Task to carry out: Without skipping anything, print all of the data exactly.

Saved entries:
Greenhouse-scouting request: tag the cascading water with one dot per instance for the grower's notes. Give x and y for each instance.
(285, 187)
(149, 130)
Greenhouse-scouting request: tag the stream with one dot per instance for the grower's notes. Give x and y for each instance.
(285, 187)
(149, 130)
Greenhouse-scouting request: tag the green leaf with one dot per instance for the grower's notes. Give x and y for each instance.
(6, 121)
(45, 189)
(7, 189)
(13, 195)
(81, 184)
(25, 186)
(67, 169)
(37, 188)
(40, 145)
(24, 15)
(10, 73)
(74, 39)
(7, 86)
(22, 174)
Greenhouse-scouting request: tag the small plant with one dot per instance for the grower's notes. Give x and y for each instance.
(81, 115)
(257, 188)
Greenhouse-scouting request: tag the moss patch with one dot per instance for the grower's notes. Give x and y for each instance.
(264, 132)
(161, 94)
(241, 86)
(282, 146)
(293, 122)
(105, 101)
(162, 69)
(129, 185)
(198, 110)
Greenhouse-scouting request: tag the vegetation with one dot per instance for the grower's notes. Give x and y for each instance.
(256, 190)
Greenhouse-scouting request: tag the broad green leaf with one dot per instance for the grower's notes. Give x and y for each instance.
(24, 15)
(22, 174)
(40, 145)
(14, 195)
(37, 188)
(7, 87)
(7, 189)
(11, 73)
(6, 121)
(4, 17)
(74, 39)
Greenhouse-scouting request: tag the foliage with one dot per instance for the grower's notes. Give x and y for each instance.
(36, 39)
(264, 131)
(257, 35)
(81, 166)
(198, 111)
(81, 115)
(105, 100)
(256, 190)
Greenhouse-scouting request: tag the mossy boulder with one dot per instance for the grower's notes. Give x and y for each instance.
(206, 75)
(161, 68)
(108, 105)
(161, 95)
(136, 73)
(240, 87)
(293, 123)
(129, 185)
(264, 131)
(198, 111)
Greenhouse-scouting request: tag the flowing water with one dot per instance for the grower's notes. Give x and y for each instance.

Answer section:
Greenhouse-scouting request: tag the cascading water with one dot per instance for the grower's notes. Give x and y for each instance.
(285, 187)
(149, 130)
Greenhouse-scouting request: tag the stream with one dot per instance for the grower's notes. Give x and y for each instance.
(285, 187)
(149, 130)
Greenhouse-scouting request: tag the green leaf with one dot per instance for the grower's notes. Give x and y for each instance.
(6, 121)
(45, 189)
(7, 189)
(13, 195)
(81, 184)
(25, 186)
(67, 169)
(37, 188)
(40, 145)
(24, 15)
(10, 73)
(74, 39)
(7, 86)
(22, 174)
Greenhouse-scouting request: tag the small plant with one dot per instance for the grower's notes. Give x and y for each instance.
(81, 115)
(257, 188)
Greenhouse-scouting request: tag the moss patch with one dot per instance for the grower's notes. Give x and y for each instance.
(264, 132)
(161, 94)
(241, 86)
(282, 146)
(293, 122)
(105, 101)
(162, 69)
(129, 185)
(198, 110)
Greenhouse-scouting request: tag the vegetation with one dot per instance for the grower's notes. Give x and y for each instance.
(256, 190)
Greenhouse-scouting request: tag the broad green leaf with one dot per instance for the grower's notes. Give x and y for each instance.
(24, 15)
(22, 174)
(40, 145)
(14, 195)
(37, 188)
(7, 87)
(7, 189)
(11, 73)
(6, 121)
(4, 17)
(74, 39)
Greenhouse-scouting request: tag the foliage with one dot per instance for the grower's notes. Give x and y for each instance.
(36, 39)
(264, 131)
(257, 35)
(81, 166)
(198, 111)
(81, 115)
(105, 100)
(256, 190)
Greenhouse-scouting request: tag the mossy boulder with one dot per instance for the grower's notes. Give x and y for each instance.
(206, 75)
(161, 68)
(108, 105)
(161, 95)
(136, 73)
(240, 87)
(293, 123)
(129, 185)
(264, 131)
(198, 111)
Greenhouse-scouting request: tag the flowing water with one dot per instance for the grower's notes. Give x and y for each instance.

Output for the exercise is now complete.